Provided passage:
[start]

Her interest in Cage proved prescient, for the Carnegie Hall recital that occasioned the setting of “The Wonderful Widow” coincided with the composer’s now-famous concert at the Museum of Modern Art, an event that placed the young Cage at the vanguard of modern music.

Evidently given free reign to prepare the song’s lyrics, Cage selected the paean to Isobel from James Joyce’s Finnegans Wake, a passage that not only gave him a theme, and some lines to lift directly, but also the piece’s title. Frankly, I find the sparseness of Cage’s interpretation a relief from the difficult density of Joyce. From Reinhardt again:

Cage’s song text, condensed and rearranged from Joyce’s original, only intensifies the lyrical dimension of the passage, for it highlights both the sylvan imagery with which the child is described (“wildwood’s eyes and primarose hair,” “like some losthappy leaf,” “like blowing flower stilled”) and a number of key alliterative phrases (“in mauves of moss and daphnedews,” “win me, woo me, wed me, ah weary me!”) that give rise to the passage’s lilting lyricism.

Compare Cage’s lyrics below to the passage from Joyce here.

night by silent sailing night,
Isobel,
wildwoods eyes and primarose hair,
quietly,
all the woods so wild
in mauves of moss and daphne dews
how all so still she lay
‘neath of the white thorn,
child of tree
like some lost happy leaf
like blowing flower stilled
as fain would she anon
for soon again ‘twill be,
win me, woo me, wed me,
ah! weary me
deeply,
now even calm lay sleeping
night,
Isobel,
Sister Isobel,
Saintette Isobel,
Madame Isa Veuve La Belle.

[end]

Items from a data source
[start]

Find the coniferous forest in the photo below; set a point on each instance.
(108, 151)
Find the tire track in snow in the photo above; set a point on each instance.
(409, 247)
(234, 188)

[end]

Stated goal 1: According to the passage about Cage's song, which book supplied both the song's lyrics and its title?
Stated goal 2: Write out the passage about Cage's song from "Cage’s song text, condensed" to "from Joyce here.", swapping "sylvan" for "woodland".
None of this data plays any role in the exercise.

Result 1: James Joyce's Finnegans Wake.

Result 2:
Cage’s song text, condensed and rearranged from Joyce’s original, only intensifies the lyrical dimension of the passage, for it highlights both the woodland imagery with which the child is described (“wildwood’s eyes and primarose hair,” “like some losthappy leaf,” “like blowing flower stilled”) and a number of key alliterative phrases (“in mauves of moss and daphnedews,” “win me, woo me, wed me, ah weary me!”) that give rise to the passage’s lilting lyricism.

Compare Cage’s lyrics below to the passage from Joyce here.